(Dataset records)
** Begin **

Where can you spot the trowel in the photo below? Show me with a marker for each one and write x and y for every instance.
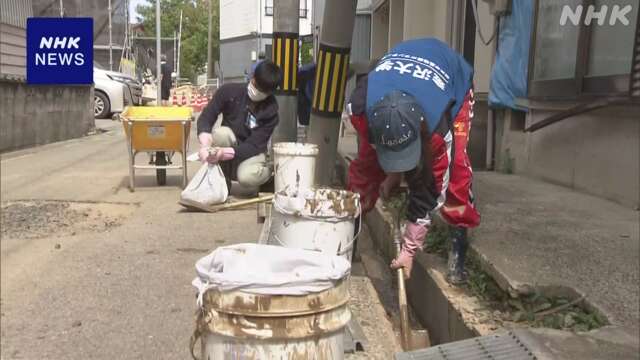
(405, 327)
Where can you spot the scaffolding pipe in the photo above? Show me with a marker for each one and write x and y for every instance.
(179, 43)
(285, 55)
(210, 44)
(329, 93)
(158, 49)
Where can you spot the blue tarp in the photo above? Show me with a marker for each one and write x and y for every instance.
(509, 74)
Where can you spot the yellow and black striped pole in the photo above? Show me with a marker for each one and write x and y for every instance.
(331, 76)
(332, 62)
(285, 55)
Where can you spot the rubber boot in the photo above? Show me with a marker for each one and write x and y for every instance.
(456, 274)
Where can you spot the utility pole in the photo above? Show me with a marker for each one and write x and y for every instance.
(158, 50)
(285, 55)
(331, 73)
(110, 40)
(210, 69)
(179, 42)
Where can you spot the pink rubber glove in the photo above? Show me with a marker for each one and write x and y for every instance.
(390, 183)
(205, 140)
(413, 239)
(221, 154)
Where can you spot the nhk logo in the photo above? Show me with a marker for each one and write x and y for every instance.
(60, 51)
(56, 58)
(617, 14)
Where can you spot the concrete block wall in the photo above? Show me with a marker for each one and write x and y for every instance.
(37, 115)
(596, 152)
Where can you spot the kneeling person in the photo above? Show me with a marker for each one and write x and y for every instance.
(249, 116)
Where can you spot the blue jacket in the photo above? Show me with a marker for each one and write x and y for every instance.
(438, 77)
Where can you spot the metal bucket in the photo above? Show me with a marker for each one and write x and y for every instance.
(315, 219)
(295, 165)
(240, 325)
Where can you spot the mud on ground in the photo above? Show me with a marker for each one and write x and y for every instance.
(38, 219)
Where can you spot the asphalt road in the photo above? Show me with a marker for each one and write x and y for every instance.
(121, 291)
(90, 270)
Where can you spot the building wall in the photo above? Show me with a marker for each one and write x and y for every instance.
(361, 41)
(380, 31)
(425, 19)
(396, 22)
(483, 53)
(34, 115)
(235, 56)
(13, 51)
(595, 152)
(13, 24)
(238, 18)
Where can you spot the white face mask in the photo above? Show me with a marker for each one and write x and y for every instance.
(255, 94)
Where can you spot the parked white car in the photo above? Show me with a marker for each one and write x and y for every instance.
(113, 91)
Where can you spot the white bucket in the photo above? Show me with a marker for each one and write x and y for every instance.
(295, 165)
(241, 325)
(315, 219)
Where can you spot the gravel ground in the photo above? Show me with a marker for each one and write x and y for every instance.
(39, 219)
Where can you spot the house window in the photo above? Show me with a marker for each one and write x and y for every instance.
(268, 8)
(584, 57)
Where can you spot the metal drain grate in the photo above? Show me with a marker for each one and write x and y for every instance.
(505, 346)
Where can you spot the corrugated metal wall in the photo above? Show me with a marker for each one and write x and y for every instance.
(13, 37)
(361, 41)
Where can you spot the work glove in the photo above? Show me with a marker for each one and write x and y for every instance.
(390, 184)
(413, 239)
(205, 140)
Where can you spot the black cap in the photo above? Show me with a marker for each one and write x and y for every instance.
(394, 129)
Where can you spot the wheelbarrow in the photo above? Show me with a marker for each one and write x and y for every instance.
(160, 131)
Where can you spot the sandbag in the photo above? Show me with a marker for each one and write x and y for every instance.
(267, 269)
(208, 186)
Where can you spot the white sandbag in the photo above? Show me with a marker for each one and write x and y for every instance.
(208, 186)
(267, 269)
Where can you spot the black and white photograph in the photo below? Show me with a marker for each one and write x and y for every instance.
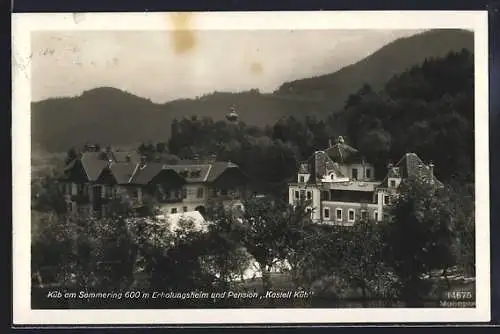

** End **

* [Required work] Recast the entries as a numbered list, starting at the line that contains "Where can you spot the wheelbarrow" and ending at the last of the entries, with blank lines left out. Leave the pictures out of your list.

* [Answer for the task]
1. Where can you spot the wheelbarrow in the photo above? Show me with a marker for each one and write x and y for every instance.
2. (160, 131)
3. Where can you spot the sandbag in the photo above? Show me with a marker for each one and write x and y for every instance.
4. (267, 269)
5. (208, 186)
6. Where can you spot the white sandbag in the photo above? Show me with a marker for each one and write x and y for every instance.
7. (208, 186)
8. (267, 269)
9. Where can you spot the black and white photograph in the photo below? Show me with a marker for each one and write x and y for every instance.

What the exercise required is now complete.